— DOCUMENT PASSAGE —
Duping Families of Fallen Soldiers

Cindy Lohman holds a photo of her late son, Ryan in Frederick, Maryland. Photographer: Bill Cramer/Bloomberg Markets via Bloomberg
Chart: A Prudential Alliance Account sample 'check'
A Prudential Alliance Account sample 'check'

A sample "check" for a Prudential retained asset account bearing the name of JP Morgan Chase. Photographer: David Evans/Bloomberg

The package arrived at Cindy Lohman’s home in Great Mills, Maryland, just two weeks after she learned that her son, Ryan, a 24-year-old Army sergeant, had been killed by a bomb in Afghanistan. It was a thick, 9-inch-by- 12-inch envelope from Prudential Financial Inc., which handles life insurance for the Department of Veterans Affairs.

Inside was a letter from Prudential about Ryan’s $400,000 policy. And there was something else, which looked like a checkbook. The letter told Lohman that the full amount of her payout would be placed in a convenient interest-bearing account, allowing her time to decide how to use the benefit.

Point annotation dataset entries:
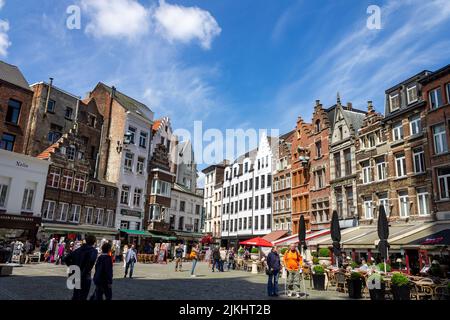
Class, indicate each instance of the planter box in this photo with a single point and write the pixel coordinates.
(319, 281)
(355, 288)
(401, 292)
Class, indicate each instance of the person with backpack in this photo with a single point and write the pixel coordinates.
(84, 257)
(104, 274)
(293, 262)
(194, 258)
(178, 257)
(273, 271)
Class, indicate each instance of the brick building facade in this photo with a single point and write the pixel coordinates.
(15, 106)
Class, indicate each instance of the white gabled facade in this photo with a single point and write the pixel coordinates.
(133, 173)
(247, 195)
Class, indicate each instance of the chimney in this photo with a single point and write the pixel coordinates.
(369, 106)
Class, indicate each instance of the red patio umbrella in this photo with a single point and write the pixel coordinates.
(258, 242)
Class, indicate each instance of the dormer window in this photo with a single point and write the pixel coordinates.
(394, 101)
(412, 94)
(70, 152)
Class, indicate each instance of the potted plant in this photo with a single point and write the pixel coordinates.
(381, 267)
(376, 286)
(355, 284)
(318, 277)
(254, 253)
(324, 256)
(400, 287)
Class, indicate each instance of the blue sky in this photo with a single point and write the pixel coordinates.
(231, 64)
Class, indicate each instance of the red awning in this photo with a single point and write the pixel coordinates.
(258, 242)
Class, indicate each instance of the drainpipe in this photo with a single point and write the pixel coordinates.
(48, 96)
(108, 133)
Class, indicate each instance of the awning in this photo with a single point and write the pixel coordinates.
(275, 235)
(294, 238)
(78, 229)
(136, 232)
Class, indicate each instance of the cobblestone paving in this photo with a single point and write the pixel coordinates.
(150, 282)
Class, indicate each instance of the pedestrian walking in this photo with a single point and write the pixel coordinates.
(130, 260)
(216, 258)
(178, 257)
(292, 262)
(84, 257)
(104, 274)
(273, 272)
(124, 255)
(194, 258)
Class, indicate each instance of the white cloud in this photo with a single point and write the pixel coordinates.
(4, 39)
(116, 18)
(185, 24)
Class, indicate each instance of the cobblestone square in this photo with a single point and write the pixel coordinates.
(150, 282)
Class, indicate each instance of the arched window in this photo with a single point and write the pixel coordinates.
(317, 125)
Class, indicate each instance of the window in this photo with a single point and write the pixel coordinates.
(381, 169)
(422, 202)
(403, 204)
(67, 179)
(368, 213)
(366, 170)
(435, 98)
(27, 200)
(137, 197)
(318, 149)
(140, 165)
(128, 165)
(415, 125)
(143, 139)
(79, 183)
(348, 162)
(98, 217)
(412, 94)
(68, 113)
(337, 164)
(400, 165)
(182, 206)
(48, 210)
(51, 106)
(53, 177)
(75, 213)
(7, 142)
(419, 160)
(383, 201)
(444, 183)
(63, 210)
(397, 131)
(440, 139)
(13, 112)
(394, 100)
(131, 133)
(109, 218)
(124, 195)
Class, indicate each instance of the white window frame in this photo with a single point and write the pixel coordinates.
(397, 129)
(438, 97)
(403, 203)
(440, 139)
(75, 213)
(48, 204)
(28, 199)
(414, 87)
(392, 97)
(415, 122)
(420, 157)
(423, 200)
(402, 161)
(63, 211)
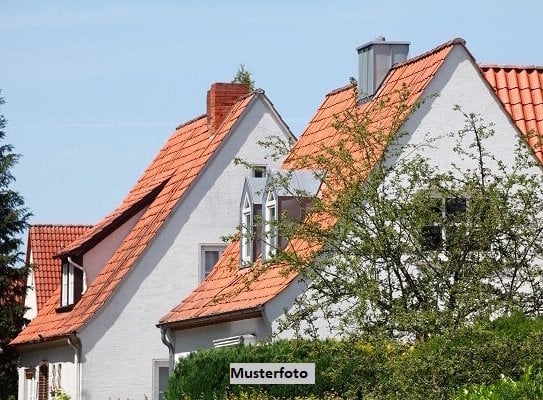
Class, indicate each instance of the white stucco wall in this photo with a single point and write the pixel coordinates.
(458, 82)
(121, 342)
(202, 337)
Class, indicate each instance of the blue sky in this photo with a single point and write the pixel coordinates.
(93, 89)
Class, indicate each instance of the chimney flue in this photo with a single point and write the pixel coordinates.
(220, 99)
(375, 59)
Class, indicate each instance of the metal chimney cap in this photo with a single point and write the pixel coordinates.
(380, 40)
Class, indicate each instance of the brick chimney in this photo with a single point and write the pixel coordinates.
(220, 99)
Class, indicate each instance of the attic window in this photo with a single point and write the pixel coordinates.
(246, 231)
(259, 171)
(72, 282)
(446, 209)
(209, 255)
(270, 225)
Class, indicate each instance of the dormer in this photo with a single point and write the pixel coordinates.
(250, 211)
(73, 283)
(286, 195)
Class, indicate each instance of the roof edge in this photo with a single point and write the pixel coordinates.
(237, 315)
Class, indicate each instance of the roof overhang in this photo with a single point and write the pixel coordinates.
(237, 315)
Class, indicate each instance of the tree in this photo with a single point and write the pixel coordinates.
(13, 221)
(244, 76)
(395, 246)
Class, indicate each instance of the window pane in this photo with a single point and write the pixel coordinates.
(455, 205)
(210, 259)
(431, 237)
(163, 376)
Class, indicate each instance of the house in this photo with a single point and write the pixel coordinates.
(44, 241)
(96, 337)
(234, 304)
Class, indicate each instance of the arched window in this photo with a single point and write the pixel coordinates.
(43, 381)
(246, 231)
(270, 225)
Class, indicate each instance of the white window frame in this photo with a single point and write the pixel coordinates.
(246, 230)
(270, 225)
(205, 247)
(157, 364)
(68, 286)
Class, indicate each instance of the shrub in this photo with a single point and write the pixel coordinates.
(378, 370)
(529, 386)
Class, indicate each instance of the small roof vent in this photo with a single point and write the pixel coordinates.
(375, 59)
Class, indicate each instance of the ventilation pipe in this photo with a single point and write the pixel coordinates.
(375, 59)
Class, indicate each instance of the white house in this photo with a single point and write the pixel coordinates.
(225, 309)
(96, 336)
(44, 241)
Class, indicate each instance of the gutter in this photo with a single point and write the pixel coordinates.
(253, 312)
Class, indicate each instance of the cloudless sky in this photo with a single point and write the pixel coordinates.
(93, 89)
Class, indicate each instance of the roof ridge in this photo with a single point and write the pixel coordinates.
(430, 52)
(340, 89)
(190, 121)
(510, 66)
(58, 225)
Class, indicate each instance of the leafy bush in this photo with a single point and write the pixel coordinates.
(529, 386)
(378, 370)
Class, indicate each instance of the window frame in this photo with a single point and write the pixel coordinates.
(208, 247)
(444, 212)
(270, 225)
(157, 364)
(246, 231)
(72, 283)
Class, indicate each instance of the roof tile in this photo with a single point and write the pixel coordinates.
(229, 288)
(171, 173)
(45, 241)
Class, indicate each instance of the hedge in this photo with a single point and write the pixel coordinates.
(379, 370)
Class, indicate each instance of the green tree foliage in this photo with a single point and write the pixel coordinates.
(378, 369)
(13, 221)
(416, 248)
(244, 76)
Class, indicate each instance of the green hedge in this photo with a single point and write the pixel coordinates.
(380, 370)
(530, 386)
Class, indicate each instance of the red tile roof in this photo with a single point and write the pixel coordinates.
(520, 89)
(45, 241)
(229, 289)
(160, 188)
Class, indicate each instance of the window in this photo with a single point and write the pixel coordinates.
(161, 375)
(43, 381)
(446, 228)
(246, 231)
(259, 171)
(29, 389)
(72, 282)
(270, 227)
(209, 255)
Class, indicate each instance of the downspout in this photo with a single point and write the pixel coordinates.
(84, 273)
(166, 336)
(75, 344)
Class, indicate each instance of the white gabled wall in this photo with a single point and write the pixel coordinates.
(121, 342)
(458, 82)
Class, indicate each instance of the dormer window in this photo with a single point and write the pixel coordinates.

— EXERCISE REQUIREMENTS —
• A. Print everything in the article on fallen soldiers' families from "The package arrived" down to "of Veterans Affairs.".
• B. Answer these questions from the article on fallen soldiers' families:
(i) How old was Ryan Lohman when he was killed?
(ii) In what town and state does Cindy Lohman live?
(iii) What was the value of Ryan's life insurance policy?
• C. Carry the article on Prudential's insurance payout to Cindy Lohman forward from its last sentence.
None of the entries is needed for this work.

— THE RESULTS —
• A.
The package arrived at Cindy Lohman’s home in Great Mills, Maryland, just two weeks after she learned that her son, Ryan, a 24-year-old Army sergeant, had been killed by a bomb in Afghanistan. It was a thick, 9-inch-by- 12-inch envelope from Prudential Financial Inc., which handles life insurance for the Department of Veterans Affairs.

• B.
(i) 24
(ii) Great Mills, Maryland
(iii) $400,000

• C.
“You can hold the money in the account for safekeeping for as long as you like,” the letter said. In tiny print, in a disclaimer that Lohman says she didn’t notice, Prudential disclosed that what it called its Alliance Account was not guaranteed by the Federal Deposit Insurance Corp., Bloomberg Markets magazine reports in its September issue.

Lohman, 52, left the money untouched for six months after her son’s August 2008 death.

“It’s like you’re paying me off because my child was killed,” she says. “It was a consolation prize that I didn’t want.”

As time went on, she says, she tried to use one of the “checks” to buy a bed, and the salesman rejected it. That happened again this year, she says, when she went to a Target store to purchase a camera on Armed Forces Day, May 15.

‘I’m Shocked’

Lohman, a public health nurse who helps special-needs children, says she had always believed that her son’s life insurance funds were in a bank insured by the FDIC. That money -- like $28 billion in 1 million death-benefit accounts managed by insurers -- wasn’t actually sitting in a bank.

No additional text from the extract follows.